§ SOURCE EXTRACT:
+--

Whom should you trust on vaccines, an expert or a quaxpert? And how can you tell the difference?
1. An expert has formal education in the topic at hand, while the quaxpert has none.
This has several important implications. It means that the expert has been exposed to a wide variety of evidence and viewpoints. He or she tends to be familiar with ALL the scientific evidence, not merely cherry picked studies that the quaxpert has never read and wouldn’t understand if she did read. It means that the expert is fully conversant with any major controversies in the field, has thought a lot about them, has read both sides, and has come to a decision. The quaxpert generally views the controversy as a dichotomy between those with formal education and quaxperts, who claim to have personal experience.
Quaxperts take no responsibility for recommendations.
2. An expert understands both science and basic statistics and can reach an independent opinion about the existing scientific evidence. A quaxpert has to take the word of someone else.
An expert is giving you an expert opinion. A quaxpert is giving you the opinion of someone he likes with all the attendant drawbacks of relying on empirical claims just because you like who made them.
3. An expert recommends what’s good for YOU. A quaxpert recommends what’s good for himself.
Experts rarely have a one-size-fits-all recommendation. Even in the case of vaccination for childhood diseases, which ALL experts (pediatricians, immunologists, public health officials) recommend, there are exceptions and every effort is made to find out if your child is one of the exceptions. That’s why you are asked about your child’s allergies, previous reactions to vaccinations, and family history of vaccine reactions. The quaxperts generally have one-size-fits-all recommendations; you should do what the quaxpert did, regardless of how your circumstances differ from those of the quaxpert.
4. Experts change their recommendations based on new scientific evidence. Quaxperts never change recommendations regardless of what the scientific evidence shows.
For example, over the years experts have changed the formulation of vaccines, the timing of vaccines and the need for boosters. Quaxperts were opposed to all vaccinations 100 years ago and they’re opposed to all vaccinations now even though the scientific evidence has shown repeatedly that vaccines are extraordinarily effective and extraordinarily safe. It makes no difference to quaxperts what the evidence shows because quaxperts rely on unchanging beliefs systems, not science.

+--

§ EXCERPTED RECORDS:
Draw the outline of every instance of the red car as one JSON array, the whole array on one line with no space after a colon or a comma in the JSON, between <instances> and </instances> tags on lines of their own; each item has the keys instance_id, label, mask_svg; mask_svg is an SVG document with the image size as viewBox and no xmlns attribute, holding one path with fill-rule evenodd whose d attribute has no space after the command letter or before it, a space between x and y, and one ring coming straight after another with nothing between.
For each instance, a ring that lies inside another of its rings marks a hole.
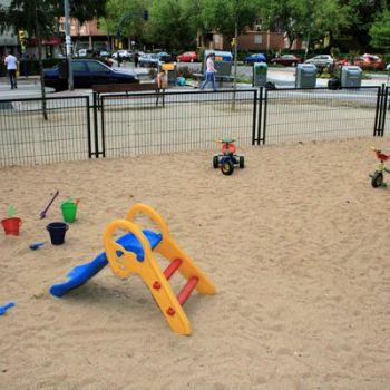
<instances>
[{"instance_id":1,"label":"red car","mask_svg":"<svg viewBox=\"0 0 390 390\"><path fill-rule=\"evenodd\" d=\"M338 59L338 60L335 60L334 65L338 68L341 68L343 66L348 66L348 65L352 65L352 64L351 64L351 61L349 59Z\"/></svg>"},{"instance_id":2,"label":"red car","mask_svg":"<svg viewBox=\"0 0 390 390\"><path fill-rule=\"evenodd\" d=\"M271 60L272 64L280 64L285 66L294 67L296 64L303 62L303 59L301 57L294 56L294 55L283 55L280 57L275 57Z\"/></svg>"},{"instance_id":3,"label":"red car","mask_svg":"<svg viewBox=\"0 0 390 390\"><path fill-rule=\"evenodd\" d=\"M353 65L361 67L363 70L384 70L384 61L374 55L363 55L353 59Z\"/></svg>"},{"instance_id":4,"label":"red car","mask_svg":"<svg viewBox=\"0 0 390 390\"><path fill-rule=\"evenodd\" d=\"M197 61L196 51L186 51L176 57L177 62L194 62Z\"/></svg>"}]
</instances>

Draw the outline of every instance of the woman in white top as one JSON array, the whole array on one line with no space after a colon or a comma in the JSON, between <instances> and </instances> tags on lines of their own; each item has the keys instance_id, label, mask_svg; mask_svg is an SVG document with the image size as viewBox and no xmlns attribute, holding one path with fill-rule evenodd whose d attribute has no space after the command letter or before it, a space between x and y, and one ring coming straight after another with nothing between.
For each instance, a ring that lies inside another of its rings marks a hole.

+--

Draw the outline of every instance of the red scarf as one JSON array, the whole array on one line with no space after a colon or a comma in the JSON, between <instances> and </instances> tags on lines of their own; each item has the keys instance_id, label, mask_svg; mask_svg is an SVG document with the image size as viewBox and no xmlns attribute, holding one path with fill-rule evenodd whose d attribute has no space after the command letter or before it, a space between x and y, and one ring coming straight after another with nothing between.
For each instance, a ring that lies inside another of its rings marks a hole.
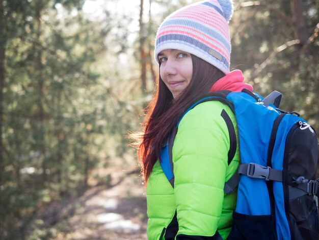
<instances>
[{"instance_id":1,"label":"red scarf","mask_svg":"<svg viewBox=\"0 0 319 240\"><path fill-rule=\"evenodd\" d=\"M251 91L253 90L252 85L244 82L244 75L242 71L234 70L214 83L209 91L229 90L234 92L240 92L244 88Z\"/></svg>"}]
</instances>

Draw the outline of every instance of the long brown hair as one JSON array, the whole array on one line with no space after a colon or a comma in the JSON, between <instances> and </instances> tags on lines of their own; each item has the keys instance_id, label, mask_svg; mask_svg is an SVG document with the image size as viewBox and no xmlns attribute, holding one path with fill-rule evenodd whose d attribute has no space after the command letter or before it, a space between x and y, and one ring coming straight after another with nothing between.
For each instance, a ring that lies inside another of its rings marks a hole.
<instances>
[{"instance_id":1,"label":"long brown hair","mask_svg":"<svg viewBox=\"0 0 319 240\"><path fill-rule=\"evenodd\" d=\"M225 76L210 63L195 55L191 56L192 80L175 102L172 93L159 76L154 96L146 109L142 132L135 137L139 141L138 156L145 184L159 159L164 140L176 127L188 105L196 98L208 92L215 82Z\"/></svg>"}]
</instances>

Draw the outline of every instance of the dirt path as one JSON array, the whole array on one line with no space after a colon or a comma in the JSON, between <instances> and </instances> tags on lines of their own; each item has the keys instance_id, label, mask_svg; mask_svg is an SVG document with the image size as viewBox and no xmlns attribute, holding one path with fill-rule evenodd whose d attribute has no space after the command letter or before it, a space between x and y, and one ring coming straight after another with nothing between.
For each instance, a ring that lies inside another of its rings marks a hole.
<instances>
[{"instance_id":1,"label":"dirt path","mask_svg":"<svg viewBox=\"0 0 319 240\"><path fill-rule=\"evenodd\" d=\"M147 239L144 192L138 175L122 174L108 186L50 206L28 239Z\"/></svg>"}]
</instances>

+--

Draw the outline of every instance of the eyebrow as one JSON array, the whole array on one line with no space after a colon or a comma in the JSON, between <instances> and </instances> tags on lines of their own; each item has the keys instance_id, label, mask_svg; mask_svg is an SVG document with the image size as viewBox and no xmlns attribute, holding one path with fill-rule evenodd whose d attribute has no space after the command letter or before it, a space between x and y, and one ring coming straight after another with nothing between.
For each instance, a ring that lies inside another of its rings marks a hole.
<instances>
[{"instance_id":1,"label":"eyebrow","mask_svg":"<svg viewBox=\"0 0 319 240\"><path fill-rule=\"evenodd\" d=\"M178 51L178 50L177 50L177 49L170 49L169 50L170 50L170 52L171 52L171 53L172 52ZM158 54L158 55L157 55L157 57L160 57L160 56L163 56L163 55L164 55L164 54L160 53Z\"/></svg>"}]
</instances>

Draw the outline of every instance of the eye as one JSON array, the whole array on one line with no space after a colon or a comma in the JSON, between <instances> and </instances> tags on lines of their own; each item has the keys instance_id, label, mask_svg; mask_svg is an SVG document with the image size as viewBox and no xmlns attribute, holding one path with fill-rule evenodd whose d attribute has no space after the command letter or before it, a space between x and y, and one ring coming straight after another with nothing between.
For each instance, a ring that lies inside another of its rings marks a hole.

+--

§ ASSIGNMENT 1:
Answer these questions using the text about experts and quaxperts:
(a) What are you asked about your child before vaccination?
(b) What three things about vaccines have experts changed over the years?
(c) What do quaxperts claim to have?
§ ASSIGNMENT 2:
Decide whether each statement agrees with the text about experts and quaxperts:
(a) Quaxperts take responsibility for their recommendations.
(b) Experts rarely give a one-size-fits-all recommendation.
(c) Quaxperts opposed all vaccinations 100 years ago.
§ ASSIGNMENT 3: Rewrite the passage of the text about experts and quaxperts starting at "An expert is" and ending at "who made them.", changing "expert opinion" to "informed opinion".
The listing is separate material and has no connection to the text about experts and quaxperts.

§ ANSWER BOX 1:
(a) Your child's allergies, previous reactions to vaccinations, and family history of vaccine reactions.
(b) The formulation of vaccines, the timing of vaccines, and the need for boosters.
(c) Personal experience.

§ ANSWER BOX 2:
(a) No: "Quaxperts take no responsibility for recommendations."
(b) Yes: "Experts rarely have a one-size-fits-all recommendation."
(c) Yes: "Quaxperts were opposed to all vaccinations 100 years ago"

§ ANSWER BOX 3:
An expert is giving you an informed opinion. A quaxpert is giving you the opinion of someone he likes with all the attendant drawbacks of relying on empirical claims just because you like who made them.